Aim of the task:
Locate the line containing "In this photo, each instance of the red decoration" in the material below; repeat it and every line after it, exactly as written.

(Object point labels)
• • • • • • •

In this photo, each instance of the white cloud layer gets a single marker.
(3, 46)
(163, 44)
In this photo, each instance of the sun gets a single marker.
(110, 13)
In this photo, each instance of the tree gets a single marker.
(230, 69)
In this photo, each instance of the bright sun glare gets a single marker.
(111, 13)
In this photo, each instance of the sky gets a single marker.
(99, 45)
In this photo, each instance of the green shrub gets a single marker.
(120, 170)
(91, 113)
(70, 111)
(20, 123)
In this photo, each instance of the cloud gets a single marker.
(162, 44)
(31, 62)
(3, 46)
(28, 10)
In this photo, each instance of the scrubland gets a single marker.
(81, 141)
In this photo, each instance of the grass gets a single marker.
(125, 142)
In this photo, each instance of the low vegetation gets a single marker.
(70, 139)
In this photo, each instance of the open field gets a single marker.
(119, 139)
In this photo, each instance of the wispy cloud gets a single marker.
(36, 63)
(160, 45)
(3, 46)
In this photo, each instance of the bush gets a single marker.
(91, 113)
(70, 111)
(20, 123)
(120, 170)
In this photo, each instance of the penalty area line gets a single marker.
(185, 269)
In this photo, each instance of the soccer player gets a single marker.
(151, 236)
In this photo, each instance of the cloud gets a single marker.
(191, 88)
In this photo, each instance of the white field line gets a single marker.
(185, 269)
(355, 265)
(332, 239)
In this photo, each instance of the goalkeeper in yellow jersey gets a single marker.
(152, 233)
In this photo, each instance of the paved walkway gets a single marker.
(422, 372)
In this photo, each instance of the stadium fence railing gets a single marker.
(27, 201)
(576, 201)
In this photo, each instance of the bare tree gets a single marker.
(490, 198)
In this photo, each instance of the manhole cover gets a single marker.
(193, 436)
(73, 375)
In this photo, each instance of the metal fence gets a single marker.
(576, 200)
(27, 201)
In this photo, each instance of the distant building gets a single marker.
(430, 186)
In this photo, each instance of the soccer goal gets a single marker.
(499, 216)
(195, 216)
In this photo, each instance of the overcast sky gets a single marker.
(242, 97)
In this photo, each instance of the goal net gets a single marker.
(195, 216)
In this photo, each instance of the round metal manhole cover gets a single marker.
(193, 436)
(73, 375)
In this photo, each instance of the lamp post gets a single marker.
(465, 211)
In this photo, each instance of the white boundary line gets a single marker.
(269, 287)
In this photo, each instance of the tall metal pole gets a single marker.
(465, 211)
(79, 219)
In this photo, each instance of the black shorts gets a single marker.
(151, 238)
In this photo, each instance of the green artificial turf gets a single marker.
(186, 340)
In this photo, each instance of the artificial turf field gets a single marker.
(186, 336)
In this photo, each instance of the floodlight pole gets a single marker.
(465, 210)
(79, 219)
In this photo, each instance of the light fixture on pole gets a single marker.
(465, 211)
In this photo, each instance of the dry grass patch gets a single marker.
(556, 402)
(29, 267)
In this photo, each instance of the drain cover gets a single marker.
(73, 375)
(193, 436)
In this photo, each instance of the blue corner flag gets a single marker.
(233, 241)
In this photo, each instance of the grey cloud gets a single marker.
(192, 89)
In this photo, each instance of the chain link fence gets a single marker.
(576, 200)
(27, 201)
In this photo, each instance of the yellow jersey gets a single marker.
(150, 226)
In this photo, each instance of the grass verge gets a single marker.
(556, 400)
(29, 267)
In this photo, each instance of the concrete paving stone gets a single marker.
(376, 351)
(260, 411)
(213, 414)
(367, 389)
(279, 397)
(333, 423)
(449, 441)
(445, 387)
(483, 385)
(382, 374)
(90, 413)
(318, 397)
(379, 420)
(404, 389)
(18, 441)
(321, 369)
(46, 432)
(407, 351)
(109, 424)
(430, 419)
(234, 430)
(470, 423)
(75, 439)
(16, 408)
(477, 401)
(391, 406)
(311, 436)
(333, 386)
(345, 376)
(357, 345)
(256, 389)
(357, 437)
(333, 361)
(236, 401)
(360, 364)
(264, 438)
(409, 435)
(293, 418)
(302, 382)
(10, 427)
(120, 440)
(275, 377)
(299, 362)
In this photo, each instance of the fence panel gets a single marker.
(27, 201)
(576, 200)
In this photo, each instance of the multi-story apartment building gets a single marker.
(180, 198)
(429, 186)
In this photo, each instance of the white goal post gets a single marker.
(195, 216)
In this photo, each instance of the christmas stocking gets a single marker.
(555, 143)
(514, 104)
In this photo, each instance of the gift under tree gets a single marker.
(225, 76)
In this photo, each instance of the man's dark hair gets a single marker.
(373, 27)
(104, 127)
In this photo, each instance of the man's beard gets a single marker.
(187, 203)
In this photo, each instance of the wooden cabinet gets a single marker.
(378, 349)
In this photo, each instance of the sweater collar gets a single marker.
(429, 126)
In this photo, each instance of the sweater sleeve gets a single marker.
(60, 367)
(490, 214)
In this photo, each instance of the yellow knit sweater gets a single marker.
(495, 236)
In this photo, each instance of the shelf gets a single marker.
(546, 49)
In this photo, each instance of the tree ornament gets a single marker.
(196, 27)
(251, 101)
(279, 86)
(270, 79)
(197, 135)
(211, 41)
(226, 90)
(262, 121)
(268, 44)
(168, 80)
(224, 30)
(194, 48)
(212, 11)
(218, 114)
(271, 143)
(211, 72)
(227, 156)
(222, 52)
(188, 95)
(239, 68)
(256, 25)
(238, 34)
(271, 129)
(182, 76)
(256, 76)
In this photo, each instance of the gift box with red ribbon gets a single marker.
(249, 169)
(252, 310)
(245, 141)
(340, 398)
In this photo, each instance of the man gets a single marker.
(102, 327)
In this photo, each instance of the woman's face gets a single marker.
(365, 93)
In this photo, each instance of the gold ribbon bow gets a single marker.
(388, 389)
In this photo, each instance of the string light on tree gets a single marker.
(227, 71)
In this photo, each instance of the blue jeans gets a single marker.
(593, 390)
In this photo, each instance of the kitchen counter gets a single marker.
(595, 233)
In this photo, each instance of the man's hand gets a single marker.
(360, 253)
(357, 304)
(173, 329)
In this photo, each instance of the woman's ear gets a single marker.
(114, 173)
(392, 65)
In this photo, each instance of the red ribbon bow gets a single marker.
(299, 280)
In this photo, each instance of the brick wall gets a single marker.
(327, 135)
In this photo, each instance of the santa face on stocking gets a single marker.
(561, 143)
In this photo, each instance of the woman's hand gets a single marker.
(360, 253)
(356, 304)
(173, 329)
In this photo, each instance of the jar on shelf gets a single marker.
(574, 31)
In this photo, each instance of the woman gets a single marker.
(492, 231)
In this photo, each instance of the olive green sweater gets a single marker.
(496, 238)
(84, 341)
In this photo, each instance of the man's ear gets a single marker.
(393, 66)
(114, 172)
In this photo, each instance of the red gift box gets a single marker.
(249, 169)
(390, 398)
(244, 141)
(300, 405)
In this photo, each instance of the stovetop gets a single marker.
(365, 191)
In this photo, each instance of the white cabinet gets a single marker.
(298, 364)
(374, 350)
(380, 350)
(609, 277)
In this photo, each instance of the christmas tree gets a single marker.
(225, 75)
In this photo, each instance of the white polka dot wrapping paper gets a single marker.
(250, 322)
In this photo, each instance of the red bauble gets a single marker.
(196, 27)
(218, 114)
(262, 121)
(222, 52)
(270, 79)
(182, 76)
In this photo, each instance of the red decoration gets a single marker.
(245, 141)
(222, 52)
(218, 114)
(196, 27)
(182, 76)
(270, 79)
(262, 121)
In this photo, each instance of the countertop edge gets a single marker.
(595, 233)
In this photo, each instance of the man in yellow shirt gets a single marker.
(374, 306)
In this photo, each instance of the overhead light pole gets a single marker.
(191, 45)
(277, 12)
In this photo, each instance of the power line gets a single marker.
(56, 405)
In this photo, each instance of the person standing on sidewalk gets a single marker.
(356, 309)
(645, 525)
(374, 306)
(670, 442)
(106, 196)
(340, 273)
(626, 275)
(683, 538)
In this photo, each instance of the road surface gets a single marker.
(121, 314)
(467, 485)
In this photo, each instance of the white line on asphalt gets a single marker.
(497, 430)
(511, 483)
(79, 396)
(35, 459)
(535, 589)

• • • • • • •

Answer to this exercise:
In this photo, each instance of the red decoration gets a single marker.
(245, 141)
(222, 52)
(218, 114)
(196, 27)
(182, 76)
(270, 79)
(262, 121)
In this photo, each instance of the countertop edge gets a single marker.
(595, 233)
In this photo, each instance of the man in yellow shirt gets a single marker.
(374, 306)
In this photo, each instance of the overhead light pole gets a single marker.
(191, 45)
(277, 12)
In this photo, each instance of the power line gets a single marker.
(56, 405)
In this photo, each instance of the person standing on sidewalk gets a single marker.
(356, 309)
(645, 525)
(374, 306)
(670, 442)
(106, 196)
(340, 273)
(626, 275)
(683, 538)
In this photo, each instance of the road surface gets a single marker.
(121, 314)
(467, 485)
In this photo, each instance of the white line on asphalt gets a single marker.
(497, 430)
(511, 483)
(79, 396)
(35, 459)
(535, 589)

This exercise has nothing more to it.